Write out the entries below exactly as they stand. Skip every image.

*****

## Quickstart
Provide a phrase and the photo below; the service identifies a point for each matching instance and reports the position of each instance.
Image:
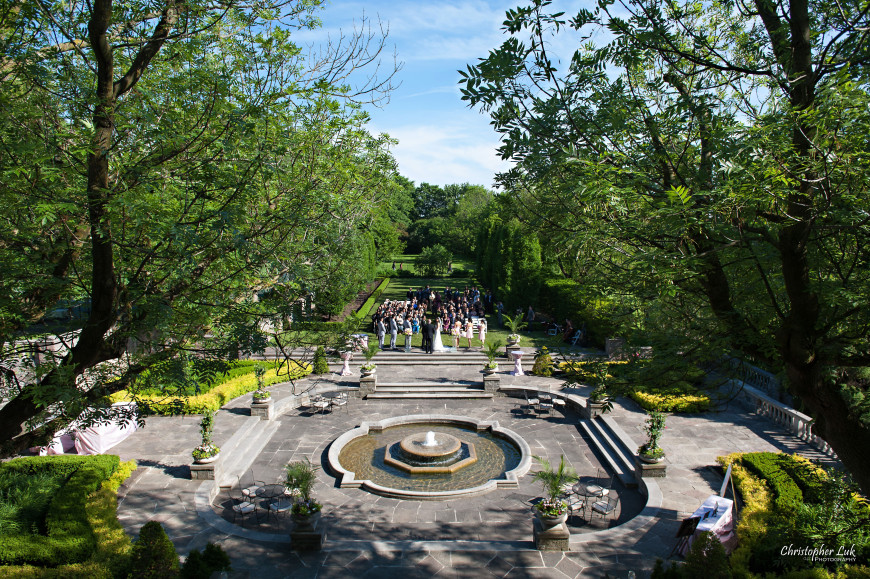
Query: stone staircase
(614, 445)
(417, 375)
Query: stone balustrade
(796, 422)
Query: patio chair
(607, 507)
(242, 507)
(250, 487)
(531, 403)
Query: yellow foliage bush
(212, 400)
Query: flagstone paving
(491, 535)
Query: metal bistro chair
(242, 507)
(249, 491)
(531, 403)
(607, 507)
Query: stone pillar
(207, 471)
(552, 539)
(491, 383)
(262, 408)
(367, 385)
(646, 470)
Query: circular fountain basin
(390, 457)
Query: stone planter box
(592, 409)
(649, 470)
(263, 408)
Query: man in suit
(428, 331)
(394, 330)
(381, 330)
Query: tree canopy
(704, 164)
(162, 162)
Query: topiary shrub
(707, 558)
(154, 555)
(321, 366)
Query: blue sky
(441, 140)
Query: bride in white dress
(437, 344)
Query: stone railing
(759, 379)
(796, 422)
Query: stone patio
(490, 535)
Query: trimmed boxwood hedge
(70, 537)
(769, 466)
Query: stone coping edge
(348, 479)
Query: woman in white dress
(437, 344)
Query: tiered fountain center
(428, 453)
(429, 457)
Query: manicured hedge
(70, 538)
(217, 396)
(676, 399)
(768, 466)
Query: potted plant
(552, 510)
(492, 352)
(261, 394)
(514, 324)
(368, 368)
(207, 451)
(650, 451)
(299, 479)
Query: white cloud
(446, 153)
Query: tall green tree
(707, 160)
(161, 162)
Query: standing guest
(394, 330)
(381, 330)
(428, 335)
(481, 334)
(406, 329)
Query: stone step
(398, 395)
(610, 452)
(240, 459)
(431, 385)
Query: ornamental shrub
(767, 465)
(154, 555)
(217, 396)
(321, 366)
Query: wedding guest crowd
(453, 310)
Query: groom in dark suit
(428, 331)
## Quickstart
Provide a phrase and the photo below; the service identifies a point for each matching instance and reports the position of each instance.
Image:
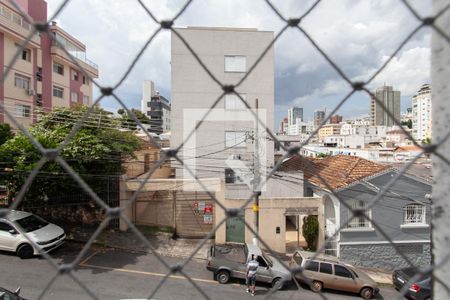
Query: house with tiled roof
(398, 225)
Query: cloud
(357, 35)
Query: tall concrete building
(421, 113)
(43, 76)
(295, 113)
(227, 133)
(391, 100)
(319, 116)
(156, 107)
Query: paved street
(113, 274)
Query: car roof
(252, 249)
(14, 215)
(320, 256)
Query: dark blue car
(420, 289)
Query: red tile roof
(338, 171)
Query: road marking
(89, 257)
(150, 273)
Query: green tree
(98, 148)
(310, 230)
(5, 133)
(128, 122)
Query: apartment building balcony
(90, 67)
(16, 26)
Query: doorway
(235, 229)
(294, 237)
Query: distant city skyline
(302, 77)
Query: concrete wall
(386, 256)
(272, 214)
(172, 203)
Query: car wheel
(223, 276)
(316, 286)
(367, 293)
(277, 284)
(25, 251)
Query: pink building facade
(43, 76)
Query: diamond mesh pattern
(293, 23)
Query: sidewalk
(162, 244)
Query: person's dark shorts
(251, 280)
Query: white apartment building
(300, 127)
(421, 112)
(156, 107)
(227, 133)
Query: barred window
(58, 92)
(58, 68)
(74, 96)
(21, 81)
(23, 110)
(359, 221)
(414, 214)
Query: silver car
(45, 235)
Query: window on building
(326, 268)
(58, 68)
(58, 91)
(235, 139)
(26, 53)
(233, 102)
(414, 214)
(235, 63)
(230, 175)
(342, 271)
(23, 110)
(39, 100)
(39, 74)
(74, 97)
(74, 75)
(22, 82)
(359, 221)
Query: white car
(46, 235)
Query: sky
(359, 36)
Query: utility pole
(256, 176)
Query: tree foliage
(310, 231)
(5, 133)
(97, 148)
(128, 122)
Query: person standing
(252, 267)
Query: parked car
(418, 290)
(46, 235)
(227, 261)
(324, 271)
(8, 295)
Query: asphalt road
(113, 274)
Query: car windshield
(298, 258)
(31, 223)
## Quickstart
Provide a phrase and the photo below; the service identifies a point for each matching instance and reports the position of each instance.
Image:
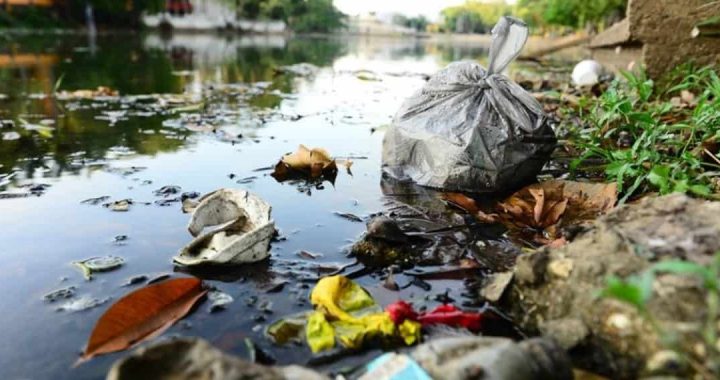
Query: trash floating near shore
(244, 232)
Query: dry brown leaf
(469, 205)
(462, 201)
(544, 206)
(142, 315)
(310, 162)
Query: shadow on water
(202, 112)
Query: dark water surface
(86, 149)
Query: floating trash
(60, 294)
(81, 304)
(243, 237)
(218, 300)
(99, 264)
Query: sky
(429, 8)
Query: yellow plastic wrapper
(346, 312)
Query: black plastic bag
(469, 129)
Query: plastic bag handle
(509, 37)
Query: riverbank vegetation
(542, 15)
(649, 137)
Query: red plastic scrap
(443, 315)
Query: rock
(194, 358)
(567, 332)
(587, 73)
(560, 268)
(488, 358)
(495, 286)
(530, 268)
(555, 290)
(665, 362)
(243, 237)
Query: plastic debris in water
(218, 300)
(392, 366)
(99, 264)
(445, 314)
(344, 312)
(244, 232)
(587, 73)
(59, 294)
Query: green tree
(474, 16)
(569, 13)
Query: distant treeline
(542, 15)
(300, 15)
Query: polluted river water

*****

WRITTEN ANSWER —
## Quickstart
Provide a phrase and the photo below; the service identifies a point for each matching instance and reports the position of each instance.
Image:
Query: stone staircase
(614, 445)
(417, 375)
Query: stone balustrade
(796, 422)
Query: patio chair
(607, 507)
(242, 507)
(250, 487)
(531, 403)
Query: yellow foliage bush
(212, 400)
Query: flagstone paving
(491, 535)
Query: metal bistro chair
(242, 507)
(249, 491)
(531, 403)
(607, 507)
Query: stone pillar
(207, 471)
(552, 539)
(491, 383)
(262, 408)
(367, 385)
(646, 470)
Query: circular fountain basin
(390, 457)
Query: stone planter box
(592, 409)
(649, 470)
(263, 408)
Query: man in suit
(428, 331)
(394, 330)
(381, 330)
Query: tree canopy
(704, 164)
(162, 162)
Query: topiary shrub
(707, 558)
(154, 555)
(321, 366)
Query: blue sky
(441, 140)
Query: bride in white dress
(437, 344)
Query: stone railing
(759, 379)
(796, 422)
Query: stone patio
(490, 535)
Query: trimmed boxwood hedge
(70, 537)
(769, 466)
Query: stone coping edge
(348, 479)
Query: woman in white dress
(437, 344)
Query: tiered fountain center
(428, 453)
(429, 457)
Query: manicured hedge
(70, 538)
(217, 396)
(676, 399)
(768, 466)
Query: potted plant
(552, 510)
(492, 352)
(261, 394)
(514, 324)
(368, 368)
(207, 451)
(650, 451)
(299, 479)
Query: white cloud
(446, 153)
Query: tall green tree
(707, 160)
(161, 162)
Query: standing guest
(394, 330)
(381, 330)
(428, 335)
(481, 334)
(406, 329)
Query: stone step
(398, 395)
(610, 452)
(240, 459)
(431, 385)
Query: ornamental shrub
(767, 465)
(154, 555)
(217, 396)
(321, 366)
Query: wedding guest crowd
(453, 310)
Query: groom in dark suit
(428, 331)
## Quickstart
Provide a phrase and the photo below; the service identifies a point for each matching instance and reports the position of each instance.
Image:
Query: house with tiled roof
(398, 225)
Query: cloud
(357, 35)
Query: tall concrete building
(421, 113)
(43, 76)
(295, 113)
(227, 133)
(391, 100)
(319, 116)
(156, 107)
Query: paved street
(113, 274)
Query: car roof
(252, 249)
(14, 215)
(320, 256)
Query: dark blue car
(420, 289)
Query: red tile roof
(338, 171)
Query: road marking
(89, 257)
(150, 273)
Query: green tree
(98, 148)
(310, 230)
(5, 133)
(128, 122)
Query: apartment building balcony
(90, 67)
(16, 26)
Query: doorway
(235, 229)
(294, 237)
Query: distant city skyline
(302, 77)
Query: concrete wall
(386, 256)
(272, 214)
(172, 203)
Query: car wheel
(223, 276)
(316, 286)
(367, 293)
(277, 284)
(25, 251)
Query: pink building facade
(43, 76)
Query: diamond mesh pattern
(293, 23)
Query: sidewalk
(162, 244)
Query: person's dark shorts
(251, 280)
Query: white apartment building
(300, 127)
(421, 112)
(156, 107)
(227, 133)
Query: barred window
(58, 92)
(58, 68)
(74, 96)
(21, 81)
(23, 110)
(359, 221)
(414, 214)
Query: silver car
(45, 235)
Query: window on building
(326, 268)
(58, 68)
(58, 91)
(235, 139)
(26, 53)
(233, 102)
(414, 214)
(235, 63)
(230, 175)
(342, 271)
(23, 110)
(39, 100)
(39, 74)
(74, 97)
(74, 75)
(22, 82)
(359, 221)
Query: white car
(46, 235)
Query: sky
(359, 36)
Query: utility pole
(256, 176)
Query: tree foliage
(310, 231)
(5, 133)
(97, 148)
(128, 122)
Query: person standing
(252, 267)
Query: parked car
(418, 290)
(46, 235)
(227, 261)
(324, 271)
(8, 295)
Query: asphalt road
(113, 274)
Query: car windshield
(298, 258)
(31, 223)
## Quickstart
Provide a phrase and the photo below; the service identifies a point for each matching instance and reports the position of each instance.
Image:
Query: trash floating near shore
(244, 232)
Query: dry brown leaf
(469, 205)
(462, 201)
(544, 206)
(142, 315)
(310, 162)
Query: shadow on water
(202, 112)
Query: dark water surface
(86, 149)
Query: floating trash
(60, 294)
(81, 304)
(243, 237)
(218, 300)
(99, 264)
Query: sky
(429, 8)
Query: yellow plastic wrapper
(346, 312)
Query: black plastic bag
(469, 129)
Query: plastic bag handle
(509, 37)
Query: riverbank vegetation
(542, 15)
(649, 137)
Query: red plastic scrap
(443, 315)
Query: rock
(194, 358)
(567, 332)
(587, 73)
(560, 268)
(488, 358)
(495, 286)
(530, 268)
(555, 290)
(665, 362)
(243, 237)
Query: plastic debris in water
(218, 300)
(392, 366)
(99, 264)
(445, 314)
(344, 312)
(244, 232)
(587, 73)
(59, 294)
Query: green tree
(474, 16)
(569, 13)
Query: distant treeline
(542, 15)
(300, 15)
Query: polluted river water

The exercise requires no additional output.